Description of the task:
Below are some entries; can you quote all of them exactly?

--- Begin Records provided ---

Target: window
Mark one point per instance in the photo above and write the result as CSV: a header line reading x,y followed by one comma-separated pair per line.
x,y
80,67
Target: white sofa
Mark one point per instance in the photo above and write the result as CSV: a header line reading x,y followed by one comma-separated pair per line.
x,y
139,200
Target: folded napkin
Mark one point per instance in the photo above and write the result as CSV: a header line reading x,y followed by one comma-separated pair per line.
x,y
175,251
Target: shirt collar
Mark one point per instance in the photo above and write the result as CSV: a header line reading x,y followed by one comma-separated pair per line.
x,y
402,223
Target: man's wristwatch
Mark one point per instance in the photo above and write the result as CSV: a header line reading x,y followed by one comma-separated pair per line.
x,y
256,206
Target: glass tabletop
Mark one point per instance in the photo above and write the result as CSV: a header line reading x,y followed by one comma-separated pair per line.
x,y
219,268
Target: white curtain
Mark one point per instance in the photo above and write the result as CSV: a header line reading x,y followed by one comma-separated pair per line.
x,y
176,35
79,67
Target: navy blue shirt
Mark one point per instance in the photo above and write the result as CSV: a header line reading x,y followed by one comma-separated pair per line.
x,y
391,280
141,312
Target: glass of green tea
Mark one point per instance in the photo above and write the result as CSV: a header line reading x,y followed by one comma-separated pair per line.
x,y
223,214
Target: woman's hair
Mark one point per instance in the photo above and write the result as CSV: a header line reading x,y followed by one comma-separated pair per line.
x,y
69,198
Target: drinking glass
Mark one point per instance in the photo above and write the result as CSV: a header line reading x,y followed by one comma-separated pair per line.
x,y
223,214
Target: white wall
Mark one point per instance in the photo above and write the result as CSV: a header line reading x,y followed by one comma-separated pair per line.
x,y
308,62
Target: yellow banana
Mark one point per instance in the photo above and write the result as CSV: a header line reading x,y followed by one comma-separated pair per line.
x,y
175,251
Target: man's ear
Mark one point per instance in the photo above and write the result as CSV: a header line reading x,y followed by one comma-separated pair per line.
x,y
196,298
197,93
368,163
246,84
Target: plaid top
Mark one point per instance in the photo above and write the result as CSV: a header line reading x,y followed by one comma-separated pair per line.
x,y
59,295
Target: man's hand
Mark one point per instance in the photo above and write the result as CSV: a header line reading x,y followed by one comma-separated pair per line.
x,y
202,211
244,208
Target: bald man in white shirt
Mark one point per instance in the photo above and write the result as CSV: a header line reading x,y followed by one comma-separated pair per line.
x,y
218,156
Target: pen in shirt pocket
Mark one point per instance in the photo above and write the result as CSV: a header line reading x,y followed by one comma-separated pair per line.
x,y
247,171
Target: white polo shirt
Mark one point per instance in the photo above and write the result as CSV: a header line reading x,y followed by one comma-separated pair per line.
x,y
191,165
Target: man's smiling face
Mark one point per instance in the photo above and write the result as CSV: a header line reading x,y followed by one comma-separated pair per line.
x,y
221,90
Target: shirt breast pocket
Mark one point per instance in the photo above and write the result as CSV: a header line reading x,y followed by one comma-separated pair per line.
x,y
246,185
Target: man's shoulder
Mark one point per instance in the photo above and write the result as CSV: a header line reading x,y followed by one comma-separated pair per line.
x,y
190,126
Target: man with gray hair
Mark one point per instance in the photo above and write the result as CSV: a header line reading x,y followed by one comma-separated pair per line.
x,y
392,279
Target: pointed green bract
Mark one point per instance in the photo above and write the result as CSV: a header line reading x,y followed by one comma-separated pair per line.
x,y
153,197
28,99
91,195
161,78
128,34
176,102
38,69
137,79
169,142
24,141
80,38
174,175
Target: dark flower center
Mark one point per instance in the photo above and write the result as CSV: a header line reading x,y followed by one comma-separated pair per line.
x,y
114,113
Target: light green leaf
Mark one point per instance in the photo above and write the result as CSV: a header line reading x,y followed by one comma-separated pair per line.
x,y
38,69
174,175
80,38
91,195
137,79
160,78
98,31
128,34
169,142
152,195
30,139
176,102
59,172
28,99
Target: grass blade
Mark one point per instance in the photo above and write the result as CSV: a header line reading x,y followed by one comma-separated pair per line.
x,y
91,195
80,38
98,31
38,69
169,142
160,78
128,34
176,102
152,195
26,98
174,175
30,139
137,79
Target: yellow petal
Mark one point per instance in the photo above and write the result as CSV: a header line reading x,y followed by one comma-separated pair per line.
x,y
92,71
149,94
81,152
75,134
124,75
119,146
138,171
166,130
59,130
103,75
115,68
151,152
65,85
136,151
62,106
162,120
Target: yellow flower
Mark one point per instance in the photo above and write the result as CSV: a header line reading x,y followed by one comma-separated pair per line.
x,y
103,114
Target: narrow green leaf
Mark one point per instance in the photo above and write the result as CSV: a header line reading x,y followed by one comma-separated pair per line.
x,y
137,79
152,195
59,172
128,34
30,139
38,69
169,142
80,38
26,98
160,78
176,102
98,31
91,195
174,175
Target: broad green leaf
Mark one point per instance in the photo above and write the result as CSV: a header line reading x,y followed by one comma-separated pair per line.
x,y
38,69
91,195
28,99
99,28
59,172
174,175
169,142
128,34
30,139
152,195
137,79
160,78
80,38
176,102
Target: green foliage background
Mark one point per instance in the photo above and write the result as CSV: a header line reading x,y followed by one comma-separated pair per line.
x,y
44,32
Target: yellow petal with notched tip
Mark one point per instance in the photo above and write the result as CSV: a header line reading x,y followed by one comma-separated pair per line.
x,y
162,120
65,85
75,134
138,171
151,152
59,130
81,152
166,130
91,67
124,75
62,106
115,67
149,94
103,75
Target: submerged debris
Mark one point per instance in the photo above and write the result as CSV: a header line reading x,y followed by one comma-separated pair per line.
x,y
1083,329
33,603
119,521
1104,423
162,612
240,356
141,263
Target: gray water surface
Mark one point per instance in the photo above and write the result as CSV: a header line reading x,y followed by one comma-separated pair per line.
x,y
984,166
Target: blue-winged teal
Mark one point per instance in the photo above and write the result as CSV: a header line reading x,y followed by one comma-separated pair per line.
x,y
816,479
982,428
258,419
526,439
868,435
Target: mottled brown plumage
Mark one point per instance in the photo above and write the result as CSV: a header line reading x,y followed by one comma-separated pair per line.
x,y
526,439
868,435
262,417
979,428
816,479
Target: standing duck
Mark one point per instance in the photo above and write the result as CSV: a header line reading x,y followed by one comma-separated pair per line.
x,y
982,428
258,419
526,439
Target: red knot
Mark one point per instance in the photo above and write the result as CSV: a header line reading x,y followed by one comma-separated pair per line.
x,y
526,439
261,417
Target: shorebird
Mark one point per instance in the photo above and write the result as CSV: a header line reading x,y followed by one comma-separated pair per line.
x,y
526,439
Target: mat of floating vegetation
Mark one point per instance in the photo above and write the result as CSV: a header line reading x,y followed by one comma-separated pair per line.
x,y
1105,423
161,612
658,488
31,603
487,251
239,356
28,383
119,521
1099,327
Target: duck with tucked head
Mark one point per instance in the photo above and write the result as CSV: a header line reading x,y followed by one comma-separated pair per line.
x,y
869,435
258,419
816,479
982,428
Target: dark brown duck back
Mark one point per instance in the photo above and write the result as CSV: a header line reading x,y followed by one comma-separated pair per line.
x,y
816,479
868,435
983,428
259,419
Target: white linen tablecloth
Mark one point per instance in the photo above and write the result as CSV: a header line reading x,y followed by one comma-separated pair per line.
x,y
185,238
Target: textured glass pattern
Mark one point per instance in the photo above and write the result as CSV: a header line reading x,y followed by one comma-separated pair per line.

--- End Records provided ---

Answer to this exercise:
Target: window
Mark one point per instance in the photo above and write the result as CSV: a header line reading x,y followed by one comma-separated pair per line.
x,y
80,67
Target: white sofa
Mark one point per instance in the photo above and write the result as CSV: a header line reading x,y followed by one comma-separated pair per line.
x,y
139,200
Target: folded napkin
Mark one point per instance in the photo above and write the result as CSV: a header line reading x,y followed by one comma-separated pair per line.
x,y
175,251
Target: shirt collar
Mark one point per instance in the photo above and write the result as CSV: a header line reading x,y followed by one comma-separated pair per line.
x,y
402,223
Target: man's wristwatch
Mark one point per instance in the photo above and write the result as CSV: a header line reading x,y followed by one comma-separated pair per line.
x,y
256,206
Target: glass tabletop
Mark one point per instance in the photo above and write the result as CSV: a header line reading x,y followed by one comma-separated pair per line.
x,y
219,268
Target: white curtain
Mark one point per instance in the photo above and write the result as CSV: a header line reading x,y followed by one comma-separated pair per line.
x,y
176,35
79,67
Target: navy blue shirt
Mark one point per instance in the photo above and write the result as CSV: a header line reading x,y followed by one comma-separated pair per line.
x,y
391,280
141,312
Target: glass of green tea
Mark one point per instance in the photo above and write the result as CSV: a header line reading x,y followed by one comma-separated pair per line.
x,y
223,214
Target: woman's hair
Mark one point per instance in the photo above and write the result as CSV: a header line reading x,y followed by one comma-separated pair per line.
x,y
69,198
Target: drinking glass
Mark one point per instance in the photo above and write the result as CSV: a header line reading x,y followed by one comma-separated pair per line.
x,y
223,214
Target: white wall
Mark one point per instance in the photo above and write the result as CSV: a header line reading x,y followed by one comma-separated pair per line.
x,y
308,62
Target: yellow banana
Mark one point per instance in the photo above and write the result as CSV: a header line reading x,y followed by one comma-separated pair per line.
x,y
175,251
Target: man's ear
Mark one point per instance in the photo above and write the result as CSV: a header line reading x,y followed by one comma-separated pair per line.
x,y
196,298
197,93
368,163
246,84
Target: plaid top
Mark one point per instance in the photo above and write the result as CSV: a header line reading x,y followed by one comma-separated pair per line.
x,y
59,295
Target: man's hand
Mark one point per instance in the photo above and write the result as CSV: a header line reading x,y followed by one comma-separated pair per line.
x,y
202,211
244,208
Target: bald man in white shirt
Mark one point per instance in the photo above and write the result as CSV: a header line reading x,y followed by one comma-separated pair per line.
x,y
218,156
Target: pen in shirt pocket
Mark one point per instance in the photo above and write the result as CSV: a header line reading x,y followed by one comma-separated pair per line.
x,y
247,171
Target: white polo shirt
Mark one point per instance in the photo above and write the result as CSV: a header line reading x,y followed by one comma-separated pair per line.
x,y
191,165
Target: man's smiling face
Mark one point per instance in the photo above and write the result as CSV: a header line reading x,y followed by one comma-separated pair per line.
x,y
221,90
Target: shirt breast pocket
Mark one point per instance in the photo above and write the result as CSV: a header line reading x,y followed by one comma-separated pair per line.
x,y
246,185
Target: man's shoulder
Mark one point per instance in the photo above and write the result as CSV: a header line reading x,y followed by one comma-separated pair per line.
x,y
190,126
Target: man with gray hair
Mark one point per instance in the photo above and write the result as CSV: a header line reading x,y followed by one comma-separated pair per line.
x,y
392,279
Target: pointed green bract
Mark one point per instance in the photo above and write the result as CSV: a header line reading x,y followed by one comma-separated pair per line.
x,y
153,197
28,99
91,195
161,78
128,34
176,102
38,69
137,79
169,142
24,141
80,38
174,175
Target: dark flower center
Mark one point per instance in the photo above and write the result as CSV: a header line reading x,y followed by one comma-separated pair per line.
x,y
114,113
Target: light green leaf
Mark one point per instance in the photo above and write the result as CSV: a header line reading x,y followed by one comma-separated pair per line.
x,y
38,69
174,175
80,38
91,195
137,79
160,78
98,31
128,34
169,142
152,195
30,139
176,102
59,172
28,99
Target: grass blade
Mark one point per instance in the photo above and write the result as CSV: a header line reading x,y followed by one comma-separated pair per line.
x,y
91,195
80,38
98,31
38,69
169,142
160,78
128,34
176,102
152,195
26,98
174,175
30,139
137,79
Target: yellow petal
Mark one point per instance in the photo above and write the result as CSV: a header line reading x,y followed by one comma-separated pair per line.
x,y
92,71
149,94
81,152
75,134
124,75
119,146
138,171
166,130
59,130
103,75
115,68
151,152
65,85
136,151
62,106
162,120
Target: yellow flower
Mark one point per instance in the photo above and write the result as CSV: a header line reading x,y followed by one comma-separated pair per line.
x,y
103,114
Target: narrow green leaf
Mark one point per instance in the photo above and write the result as CSV: a header line reading x,y followed by one comma-separated pair per line.
x,y
137,79
152,195
59,172
128,34
30,139
38,69
169,142
80,38
26,98
160,78
176,102
98,31
91,195
174,175
Target: broad green leaf
Mark one point per instance in the photo above and write the result as CSV: a header line reading x,y followed by one comma-separated pair per line.
x,y
38,69
91,195
28,99
99,28
59,172
174,175
169,142
128,34
30,139
152,195
137,79
160,78
80,38
176,102
Target: green foliage background
Mark one point per instance in the photo above and write the result as CSV: a header line reading x,y followed by one comma-separated pair per line.
x,y
44,32
Target: yellow petal with notched tip
Mark one point per instance in the photo above and write the result as CSV: a header line reading x,y followed by one comma-separated pair per line.
x,y
162,120
65,85
75,134
138,171
151,152
59,130
81,152
166,130
91,67
124,75
62,106
115,67
149,94
103,75
Target: submerged debris
Mark one point per instance in the photo above and write the result as CSV: a header line reading x,y followed by one comma-separated pair per line.
x,y
1083,329
33,603
119,521
1104,423
162,612
240,356
141,263
Target: gray water surface
Mark one point per instance in the photo above and write the result as CSV: a header line reading x,y followed by one comma-separated pair per line.
x,y
984,166
Target: blue-winged teal
Mark one point per instance in the photo above and write the result as CSV: a header line reading x,y followed by one comma-separated pair per line.
x,y
816,479
982,428
258,419
526,439
868,435
Target: mottled brown plumage
Mark one point per instance in the photo above and write the result as CSV: a header line reading x,y followed by one comma-separated pair per line.
x,y
526,439
868,435
262,417
979,428
816,479
Target: standing duck
Mark one point per instance in the photo above and write the result as CSV: a header line reading x,y followed by one comma-separated pair per line.
x,y
982,428
258,419
526,439
Target: red knot
Mark one point per instance in the photo above and write the result as CSV: a header line reading x,y followed by one comma-separated pair per line.
x,y
526,439
261,417
Target: shorebird
Mark one point per instance in the photo above and write the result as CSV: a header line reading x,y followed by one comma-separated pair per line.
x,y
526,439
Target: mat of floating vegetation
Mark one point per instance in the photo above and write the result as CSV: a header line reading x,y followed by one comma-separated pair per line.
x,y
1105,423
161,612
658,488
31,603
487,251
239,356
28,383
119,521
1099,327
Target: duck with tucked head
Mark one point per instance in the photo above and write the result as CSV: a header line reading x,y followed by one comma-separated pair per line.
x,y
869,435
258,419
816,479
982,428
Target: dark brown duck back
Mark one point per instance in the photo above and write the result as CSV: a header line reading x,y followed by one comma-separated pair per line.
x,y
816,479
868,435
983,428
259,419
Target: white linen tablecloth
Mark one point per instance in the photo above and write the result as CSV: a header line reading x,y followed by one comma-separated pair per line.
x,y
185,238
Target: textured glass pattern
Mark one point per instance in the photo above and write the result as CSV: a header line reading x,y followed by one comma-separated pair per line.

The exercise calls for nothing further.